# Problem description:
Format every line of the entries below as a JSON list of strings, one string per line, leaving out blank lines.

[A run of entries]
********

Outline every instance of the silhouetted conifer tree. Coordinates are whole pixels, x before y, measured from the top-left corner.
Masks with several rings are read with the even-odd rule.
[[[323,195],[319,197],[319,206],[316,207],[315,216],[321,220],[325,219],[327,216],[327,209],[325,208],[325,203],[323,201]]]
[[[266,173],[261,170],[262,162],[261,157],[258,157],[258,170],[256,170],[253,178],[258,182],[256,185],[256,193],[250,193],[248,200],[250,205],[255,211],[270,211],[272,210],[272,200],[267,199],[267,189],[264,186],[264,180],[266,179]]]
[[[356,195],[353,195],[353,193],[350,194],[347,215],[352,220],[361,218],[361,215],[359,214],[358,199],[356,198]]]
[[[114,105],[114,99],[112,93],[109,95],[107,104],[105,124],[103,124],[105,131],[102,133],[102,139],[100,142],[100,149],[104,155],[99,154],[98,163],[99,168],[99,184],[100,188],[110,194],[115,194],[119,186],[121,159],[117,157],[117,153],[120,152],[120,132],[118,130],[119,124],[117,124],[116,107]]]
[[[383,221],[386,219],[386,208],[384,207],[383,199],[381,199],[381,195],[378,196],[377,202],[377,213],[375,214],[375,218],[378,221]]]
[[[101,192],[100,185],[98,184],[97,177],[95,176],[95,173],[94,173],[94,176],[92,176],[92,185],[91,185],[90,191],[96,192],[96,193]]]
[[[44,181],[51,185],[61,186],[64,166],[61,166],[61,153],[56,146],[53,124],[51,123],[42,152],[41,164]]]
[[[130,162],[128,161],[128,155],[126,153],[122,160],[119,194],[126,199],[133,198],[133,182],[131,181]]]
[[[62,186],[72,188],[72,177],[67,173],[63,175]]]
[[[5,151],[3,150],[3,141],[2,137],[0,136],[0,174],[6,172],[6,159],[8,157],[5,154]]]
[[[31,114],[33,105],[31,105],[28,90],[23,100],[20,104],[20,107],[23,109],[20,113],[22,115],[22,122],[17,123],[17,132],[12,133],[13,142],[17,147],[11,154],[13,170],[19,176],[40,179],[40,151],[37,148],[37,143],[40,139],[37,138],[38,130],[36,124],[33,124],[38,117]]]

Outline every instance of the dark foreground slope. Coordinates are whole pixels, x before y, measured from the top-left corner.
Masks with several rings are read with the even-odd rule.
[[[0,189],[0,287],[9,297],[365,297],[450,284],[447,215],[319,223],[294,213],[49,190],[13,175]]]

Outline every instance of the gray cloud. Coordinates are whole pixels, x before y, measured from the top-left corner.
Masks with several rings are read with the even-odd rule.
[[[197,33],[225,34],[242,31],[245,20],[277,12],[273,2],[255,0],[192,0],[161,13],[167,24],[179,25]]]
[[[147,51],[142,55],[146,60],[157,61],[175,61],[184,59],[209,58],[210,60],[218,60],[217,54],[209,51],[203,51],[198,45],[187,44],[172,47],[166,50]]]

********

# Output for this exercise:
[
  "Outline every instance of the silhouetted conifer tree. Coordinates are whole pixels, x before y, measured from the top-left corner.",
  "Masks with several rings are read with the even-odd rule.",
  "[[[323,195],[319,197],[319,206],[316,207],[315,216],[321,220],[325,219],[327,216],[327,209],[325,208],[325,203],[323,201]]]",
  "[[[266,173],[261,170],[262,162],[261,157],[258,157],[258,170],[256,170],[253,178],[258,182],[256,185],[256,193],[250,193],[248,200],[250,205],[255,211],[270,211],[272,210],[272,200],[267,199],[267,189],[264,186],[264,180],[266,179]]]",
  "[[[356,195],[353,195],[353,193],[350,194],[347,215],[352,220],[361,218],[361,215],[359,214],[358,199],[356,198]]]",
  "[[[114,105],[114,99],[112,93],[109,95],[107,104],[105,124],[103,124],[105,131],[102,133],[102,139],[100,142],[100,149],[104,155],[99,154],[98,163],[99,168],[99,184],[100,188],[110,194],[115,194],[119,186],[121,159],[117,157],[117,153],[120,152],[120,132],[118,130],[119,124],[117,124],[116,107]]]",
  "[[[383,221],[386,219],[386,208],[384,207],[383,199],[381,199],[381,195],[378,196],[377,202],[377,213],[375,214],[375,218],[378,221]]]",
  "[[[101,192],[100,185],[98,184],[97,177],[95,176],[95,173],[94,173],[94,176],[92,176],[92,185],[91,185],[90,191],[96,192],[96,193]]]",
  "[[[44,181],[51,185],[61,186],[64,166],[61,166],[61,153],[56,146],[53,124],[51,123],[42,152],[41,164]]]",
  "[[[130,162],[128,161],[128,155],[126,153],[122,160],[119,194],[126,199],[133,198],[133,182],[131,181]]]",
  "[[[62,186],[72,188],[72,177],[67,173],[63,175]]]",
  "[[[5,151],[3,150],[3,141],[2,137],[0,136],[0,174],[6,172],[6,159],[8,157],[5,154]]]",
  "[[[31,114],[33,105],[31,105],[28,90],[23,100],[20,104],[20,107],[23,109],[20,113],[22,115],[22,122],[17,123],[17,132],[12,133],[13,142],[17,147],[11,154],[13,170],[19,176],[40,179],[40,151],[37,148],[37,143],[40,139],[37,138],[38,130],[36,124],[33,124],[38,117]]]",
  "Outline every instance of the dark foreground slope. Coordinates are whole pixels, x before y, measured from the top-left corner.",
  "Masks with several rings are read with the even-odd rule.",
  "[[[0,189],[0,287],[9,297],[365,297],[450,284],[447,215],[319,223],[294,213],[49,190],[13,175]]]",
  "Outline every instance of the gray cloud. Coordinates are whole pixels, x before y, measured from the top-left corner.",
  "Masks with several rings are read with the even-odd rule.",
  "[[[197,33],[225,34],[242,31],[245,20],[277,12],[273,2],[255,0],[192,0],[161,13],[167,24],[179,25]]]",
  "[[[147,51],[142,55],[146,60],[157,61],[175,61],[184,59],[209,58],[210,60],[218,60],[217,54],[209,51],[203,51],[198,45],[187,44],[172,47],[166,50]]]"
]